= Document text =
============

Phyl has dementia. She was diagnosed about eight years ago. She was a good friend of my parents, and my boss at one of my first jobs. She and her husband came to visit my mother and father regularly, through all the illnesses of their old age. I was always grateful for their visits. So now, I go to visit Phyl.
I’m not sure Phyl knew me this time, even though I have known her since I was fifteen—although she did ask me how my mother was doing. The first time she asked, I told her that mom had passed away a few years ago. When she asked a second and third time, I just said that she was “fine.” I think she had a vague sense of who I was but couldn’t remember my name. She kept referring to my boyfriend as “young fella.”
I took Phyl a box of chocolates. I’ve always felt that if I get old and don’t remember much, I’ll still know that the taste of chocolate is a really good thing. Mom had Alzheimer’s Disease and she could still appreciate a good, gooey treat.
Phyl is in a dementia wing, full of other people who are in a similar state. Nothing could have depressed me more on that gray, drizzly day than being in a room full of people with dementia. The activities leader was reading anecdotes, jokes and fun facts. She mentioned Brazil in one of those facts. I asked Phyl if she had been to Brazil, because I knew that she had. Phyl has visited more countries than any other person I know. She said “yes,” in answer to my question, but I don’t think she recalled anything more about it. She and her husband had the most amazing adventures, and I’m a bit sad that she doesn’t seem to remember much about them.
Phyl’s mind is back in a small town in Canada, where she grew up. She says she sees her mom and dad, and her sisters. She used to talk about her husband, but not anymore. She has regressed in time. I was sad and hollow when I left the facility. I wondered if I would go visit Phyl again. I knew she’d forget that she’d had a visitor the minute I walked out the door.
And then I chastised myself for thinking that any of this was about me. Phyl was and is an incredibly kind person. She and her husband once owned a nursing home, and she treated each patient as if they were family. I hope that after dinner, she went back to her room and found that box of chocolates. As she wondered where they came from, I hope that she savored every bite and had a moment of happiness. I know that I’ll go and take her another treat soon, not because it makes me feel good—-but because Phyl so deserves it. She deserves much more, but this is what I know how to give.

============

= Record set =

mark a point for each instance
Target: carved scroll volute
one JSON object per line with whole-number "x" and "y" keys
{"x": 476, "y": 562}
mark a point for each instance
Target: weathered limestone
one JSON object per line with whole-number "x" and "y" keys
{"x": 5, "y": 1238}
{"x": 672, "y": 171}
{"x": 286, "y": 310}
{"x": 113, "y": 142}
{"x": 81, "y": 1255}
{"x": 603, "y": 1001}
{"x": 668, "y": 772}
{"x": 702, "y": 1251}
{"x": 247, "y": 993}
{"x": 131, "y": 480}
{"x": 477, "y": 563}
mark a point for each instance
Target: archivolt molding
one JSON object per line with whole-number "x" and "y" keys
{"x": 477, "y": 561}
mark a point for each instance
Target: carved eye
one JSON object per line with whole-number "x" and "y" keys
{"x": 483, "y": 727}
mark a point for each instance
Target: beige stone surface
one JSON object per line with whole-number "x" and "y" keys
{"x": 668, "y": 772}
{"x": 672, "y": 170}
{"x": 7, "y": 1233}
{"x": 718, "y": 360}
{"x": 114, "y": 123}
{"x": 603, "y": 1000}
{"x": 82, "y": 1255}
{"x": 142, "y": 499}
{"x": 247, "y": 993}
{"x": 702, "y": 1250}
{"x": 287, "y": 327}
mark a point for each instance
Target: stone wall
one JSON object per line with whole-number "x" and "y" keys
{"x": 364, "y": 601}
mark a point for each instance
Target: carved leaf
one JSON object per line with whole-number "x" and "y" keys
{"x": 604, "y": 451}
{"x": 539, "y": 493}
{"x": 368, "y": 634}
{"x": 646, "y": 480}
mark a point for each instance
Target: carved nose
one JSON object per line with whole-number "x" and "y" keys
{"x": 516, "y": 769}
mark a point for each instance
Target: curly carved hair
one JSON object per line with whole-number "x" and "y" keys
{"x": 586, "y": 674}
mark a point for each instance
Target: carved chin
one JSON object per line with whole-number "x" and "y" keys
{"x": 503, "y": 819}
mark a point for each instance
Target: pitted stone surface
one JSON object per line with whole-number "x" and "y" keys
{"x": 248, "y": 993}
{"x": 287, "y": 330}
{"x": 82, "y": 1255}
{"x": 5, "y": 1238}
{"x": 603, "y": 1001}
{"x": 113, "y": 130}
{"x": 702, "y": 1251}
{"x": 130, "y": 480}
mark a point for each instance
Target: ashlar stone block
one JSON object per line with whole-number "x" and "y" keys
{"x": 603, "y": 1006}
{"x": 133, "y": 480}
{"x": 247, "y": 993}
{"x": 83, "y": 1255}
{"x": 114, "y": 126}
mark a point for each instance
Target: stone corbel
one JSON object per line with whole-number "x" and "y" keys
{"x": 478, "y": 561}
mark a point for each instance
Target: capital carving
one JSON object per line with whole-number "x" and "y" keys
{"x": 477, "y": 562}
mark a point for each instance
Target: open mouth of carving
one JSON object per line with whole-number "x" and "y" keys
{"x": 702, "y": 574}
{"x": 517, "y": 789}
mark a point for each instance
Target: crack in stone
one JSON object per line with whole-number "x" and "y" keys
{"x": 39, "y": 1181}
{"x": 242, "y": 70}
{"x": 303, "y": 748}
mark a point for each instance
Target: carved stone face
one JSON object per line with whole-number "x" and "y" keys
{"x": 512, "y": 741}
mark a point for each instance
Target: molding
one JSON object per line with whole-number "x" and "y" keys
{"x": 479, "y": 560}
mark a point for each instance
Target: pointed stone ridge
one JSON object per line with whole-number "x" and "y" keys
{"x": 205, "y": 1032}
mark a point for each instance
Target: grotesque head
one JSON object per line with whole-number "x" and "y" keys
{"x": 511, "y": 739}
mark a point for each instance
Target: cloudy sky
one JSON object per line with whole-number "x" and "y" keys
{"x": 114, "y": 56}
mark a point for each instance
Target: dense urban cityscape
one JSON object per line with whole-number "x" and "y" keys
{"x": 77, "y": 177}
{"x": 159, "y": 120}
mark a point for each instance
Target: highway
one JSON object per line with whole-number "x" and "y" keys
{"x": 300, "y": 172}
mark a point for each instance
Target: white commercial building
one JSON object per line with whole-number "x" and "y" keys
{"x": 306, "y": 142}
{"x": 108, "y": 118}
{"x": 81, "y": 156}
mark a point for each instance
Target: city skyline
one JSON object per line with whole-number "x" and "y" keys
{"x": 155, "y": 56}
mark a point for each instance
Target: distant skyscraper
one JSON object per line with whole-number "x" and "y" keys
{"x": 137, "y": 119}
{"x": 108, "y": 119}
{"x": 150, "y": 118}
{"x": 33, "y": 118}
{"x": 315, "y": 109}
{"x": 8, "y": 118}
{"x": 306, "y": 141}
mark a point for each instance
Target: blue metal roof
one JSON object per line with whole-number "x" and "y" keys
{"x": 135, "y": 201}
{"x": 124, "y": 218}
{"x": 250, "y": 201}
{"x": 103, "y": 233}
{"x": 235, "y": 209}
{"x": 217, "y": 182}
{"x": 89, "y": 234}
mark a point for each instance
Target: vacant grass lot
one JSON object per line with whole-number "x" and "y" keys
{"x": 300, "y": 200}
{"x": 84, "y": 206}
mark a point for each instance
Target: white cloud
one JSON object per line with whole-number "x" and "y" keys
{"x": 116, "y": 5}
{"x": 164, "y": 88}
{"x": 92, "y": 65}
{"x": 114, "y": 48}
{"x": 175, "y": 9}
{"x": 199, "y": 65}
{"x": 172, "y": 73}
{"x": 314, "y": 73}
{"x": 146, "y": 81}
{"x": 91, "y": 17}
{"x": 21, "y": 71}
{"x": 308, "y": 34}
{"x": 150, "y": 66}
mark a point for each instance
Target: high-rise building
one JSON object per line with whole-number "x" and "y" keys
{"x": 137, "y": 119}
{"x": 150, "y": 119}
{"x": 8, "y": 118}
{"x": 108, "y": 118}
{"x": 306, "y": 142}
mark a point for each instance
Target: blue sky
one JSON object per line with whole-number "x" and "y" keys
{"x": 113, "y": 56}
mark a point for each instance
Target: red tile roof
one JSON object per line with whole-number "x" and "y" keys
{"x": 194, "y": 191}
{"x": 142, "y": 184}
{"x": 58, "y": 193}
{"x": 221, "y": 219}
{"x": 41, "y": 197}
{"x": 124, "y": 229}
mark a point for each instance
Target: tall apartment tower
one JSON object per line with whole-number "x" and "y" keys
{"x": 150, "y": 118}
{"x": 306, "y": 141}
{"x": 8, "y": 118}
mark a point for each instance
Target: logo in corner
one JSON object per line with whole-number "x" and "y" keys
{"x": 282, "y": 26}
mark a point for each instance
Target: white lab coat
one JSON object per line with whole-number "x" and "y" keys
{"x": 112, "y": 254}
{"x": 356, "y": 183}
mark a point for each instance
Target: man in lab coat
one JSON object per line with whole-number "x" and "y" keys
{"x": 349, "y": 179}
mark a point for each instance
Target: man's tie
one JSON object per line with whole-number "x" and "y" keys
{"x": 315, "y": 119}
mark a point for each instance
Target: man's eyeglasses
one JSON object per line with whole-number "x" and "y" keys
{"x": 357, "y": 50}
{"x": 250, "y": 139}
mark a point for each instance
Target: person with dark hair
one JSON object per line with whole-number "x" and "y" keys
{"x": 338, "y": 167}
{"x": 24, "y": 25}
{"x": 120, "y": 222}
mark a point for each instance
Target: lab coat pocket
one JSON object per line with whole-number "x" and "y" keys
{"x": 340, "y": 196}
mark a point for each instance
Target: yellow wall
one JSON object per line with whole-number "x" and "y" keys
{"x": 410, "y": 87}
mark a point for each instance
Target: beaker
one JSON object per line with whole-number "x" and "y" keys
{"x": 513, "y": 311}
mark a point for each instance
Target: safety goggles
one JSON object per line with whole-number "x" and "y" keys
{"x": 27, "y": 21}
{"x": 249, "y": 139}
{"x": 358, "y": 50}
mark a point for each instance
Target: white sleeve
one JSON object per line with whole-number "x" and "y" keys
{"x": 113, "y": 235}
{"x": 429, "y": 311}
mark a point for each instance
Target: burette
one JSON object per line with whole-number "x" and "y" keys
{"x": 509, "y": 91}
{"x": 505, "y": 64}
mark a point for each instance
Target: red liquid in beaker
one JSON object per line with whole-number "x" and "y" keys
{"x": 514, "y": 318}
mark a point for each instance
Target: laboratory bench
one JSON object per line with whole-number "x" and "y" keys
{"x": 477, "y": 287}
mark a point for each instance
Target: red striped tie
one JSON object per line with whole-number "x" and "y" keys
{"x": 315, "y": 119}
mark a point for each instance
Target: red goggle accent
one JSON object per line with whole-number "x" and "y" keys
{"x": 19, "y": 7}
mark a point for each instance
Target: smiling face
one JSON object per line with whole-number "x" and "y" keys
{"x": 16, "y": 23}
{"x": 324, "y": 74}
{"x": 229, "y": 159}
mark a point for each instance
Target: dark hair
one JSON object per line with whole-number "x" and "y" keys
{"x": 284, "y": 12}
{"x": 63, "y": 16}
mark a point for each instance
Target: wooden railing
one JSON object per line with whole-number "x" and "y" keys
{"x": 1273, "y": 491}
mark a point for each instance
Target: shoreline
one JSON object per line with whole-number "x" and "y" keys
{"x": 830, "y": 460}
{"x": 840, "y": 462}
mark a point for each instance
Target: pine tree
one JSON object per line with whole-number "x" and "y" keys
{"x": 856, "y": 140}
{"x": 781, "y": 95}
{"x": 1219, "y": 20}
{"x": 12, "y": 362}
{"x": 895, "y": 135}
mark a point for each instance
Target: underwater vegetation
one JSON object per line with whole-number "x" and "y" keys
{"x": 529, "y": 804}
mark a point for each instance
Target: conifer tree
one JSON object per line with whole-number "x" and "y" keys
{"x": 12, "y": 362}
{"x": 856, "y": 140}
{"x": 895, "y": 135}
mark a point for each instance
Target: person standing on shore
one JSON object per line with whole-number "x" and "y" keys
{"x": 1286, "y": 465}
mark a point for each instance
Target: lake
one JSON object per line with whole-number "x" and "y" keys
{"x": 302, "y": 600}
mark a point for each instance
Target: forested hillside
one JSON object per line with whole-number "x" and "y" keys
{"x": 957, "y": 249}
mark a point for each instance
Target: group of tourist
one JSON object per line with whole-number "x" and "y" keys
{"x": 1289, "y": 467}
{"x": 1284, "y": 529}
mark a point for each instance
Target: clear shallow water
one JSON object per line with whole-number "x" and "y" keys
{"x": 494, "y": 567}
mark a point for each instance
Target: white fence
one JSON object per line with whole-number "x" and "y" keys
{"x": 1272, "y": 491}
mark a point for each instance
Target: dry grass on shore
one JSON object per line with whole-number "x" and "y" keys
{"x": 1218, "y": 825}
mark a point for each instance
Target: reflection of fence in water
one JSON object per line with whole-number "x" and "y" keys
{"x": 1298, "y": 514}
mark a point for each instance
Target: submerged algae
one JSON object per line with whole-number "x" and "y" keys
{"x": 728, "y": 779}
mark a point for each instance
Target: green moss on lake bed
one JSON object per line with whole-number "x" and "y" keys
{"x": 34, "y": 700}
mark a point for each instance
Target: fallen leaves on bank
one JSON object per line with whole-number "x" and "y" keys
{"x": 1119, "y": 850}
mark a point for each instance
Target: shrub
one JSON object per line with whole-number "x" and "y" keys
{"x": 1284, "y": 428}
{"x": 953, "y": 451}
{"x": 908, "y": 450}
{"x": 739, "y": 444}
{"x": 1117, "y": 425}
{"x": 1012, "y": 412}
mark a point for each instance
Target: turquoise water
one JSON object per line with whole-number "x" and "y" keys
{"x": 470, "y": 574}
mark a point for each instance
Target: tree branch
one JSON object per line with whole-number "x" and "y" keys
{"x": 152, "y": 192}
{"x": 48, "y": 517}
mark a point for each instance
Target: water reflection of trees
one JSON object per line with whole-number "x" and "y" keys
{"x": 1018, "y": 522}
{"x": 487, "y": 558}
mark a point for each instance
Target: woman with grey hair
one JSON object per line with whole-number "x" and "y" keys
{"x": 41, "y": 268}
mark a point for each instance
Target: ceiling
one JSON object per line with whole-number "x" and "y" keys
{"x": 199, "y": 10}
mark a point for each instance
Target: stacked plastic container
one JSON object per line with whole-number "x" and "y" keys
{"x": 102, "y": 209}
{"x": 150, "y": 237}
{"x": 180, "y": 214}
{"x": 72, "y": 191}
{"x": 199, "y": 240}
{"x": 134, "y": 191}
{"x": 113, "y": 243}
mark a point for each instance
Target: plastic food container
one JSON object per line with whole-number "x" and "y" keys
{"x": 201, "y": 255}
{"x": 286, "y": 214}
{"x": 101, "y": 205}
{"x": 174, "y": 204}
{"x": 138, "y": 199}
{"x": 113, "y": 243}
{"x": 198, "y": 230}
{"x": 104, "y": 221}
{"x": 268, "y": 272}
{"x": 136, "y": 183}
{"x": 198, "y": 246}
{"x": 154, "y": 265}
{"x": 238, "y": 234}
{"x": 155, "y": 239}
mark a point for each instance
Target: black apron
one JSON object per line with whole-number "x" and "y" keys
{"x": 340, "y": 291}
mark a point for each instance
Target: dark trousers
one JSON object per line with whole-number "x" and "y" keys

============

= What is being asked =
Quote the passage from the piece about visiting Phyl above, between "Phyl is in a" and "much about them.", inclusive, word for word.

= Answer to the exercise =
Phyl is in a dementia wing, full of other people who are in a similar state. Nothing could have depressed me more on that gray, drizzly day than being in a room full of people with dementia. The activities leader was reading anecdotes, jokes and fun facts. She mentioned Brazil in one of those facts. I asked Phyl if she had been to Brazil, because I knew that she had. Phyl has visited more countries than any other person I know. She said “yes,” in answer to my question, but I don’t think she recalled anything more about it. She and her husband had the most amazing adventures, and I’m a bit sad that she doesn’t seem to remember much about them.